Work instructions: Find each line in the listing below that contains the word "object" and copy those lines.

Task input:
------------------------

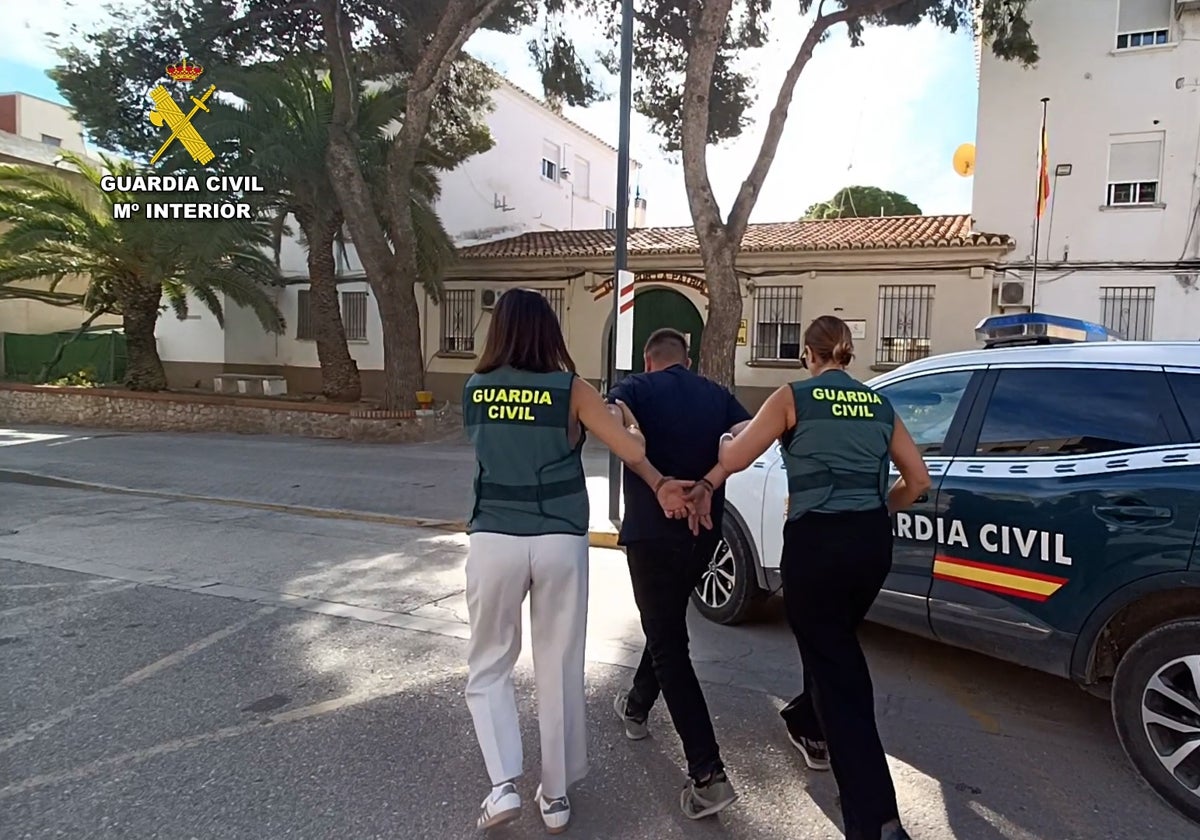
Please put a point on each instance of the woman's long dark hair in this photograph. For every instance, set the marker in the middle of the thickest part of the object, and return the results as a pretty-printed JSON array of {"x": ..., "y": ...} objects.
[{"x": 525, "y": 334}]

------------------------

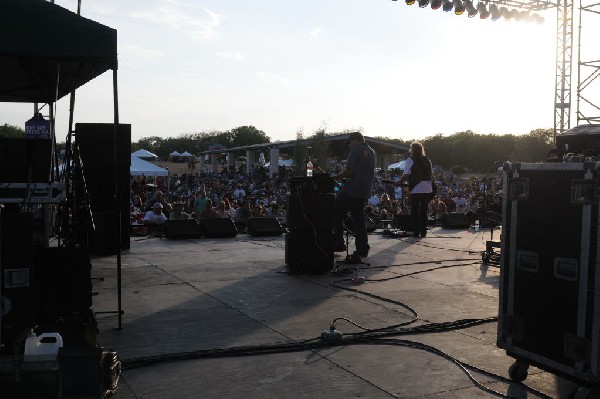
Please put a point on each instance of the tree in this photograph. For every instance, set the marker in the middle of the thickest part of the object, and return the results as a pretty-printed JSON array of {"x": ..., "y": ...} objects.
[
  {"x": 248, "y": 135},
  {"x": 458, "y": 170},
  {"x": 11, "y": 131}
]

------------------------

Task output:
Please put a point on each instance of the woman's long dark hair in this photograph. For every instance, set the marker in the middle of the thickest part of the object, and return the results as a pretty-printed JSON array of {"x": ..., "y": ...} objects.
Please put a point on each instance of the tree in this photograph. For every instance, set the marker in the middle of the thickest part of the object, and return the results as a pretty-printed JSON array of {"x": ..., "y": ...} objects.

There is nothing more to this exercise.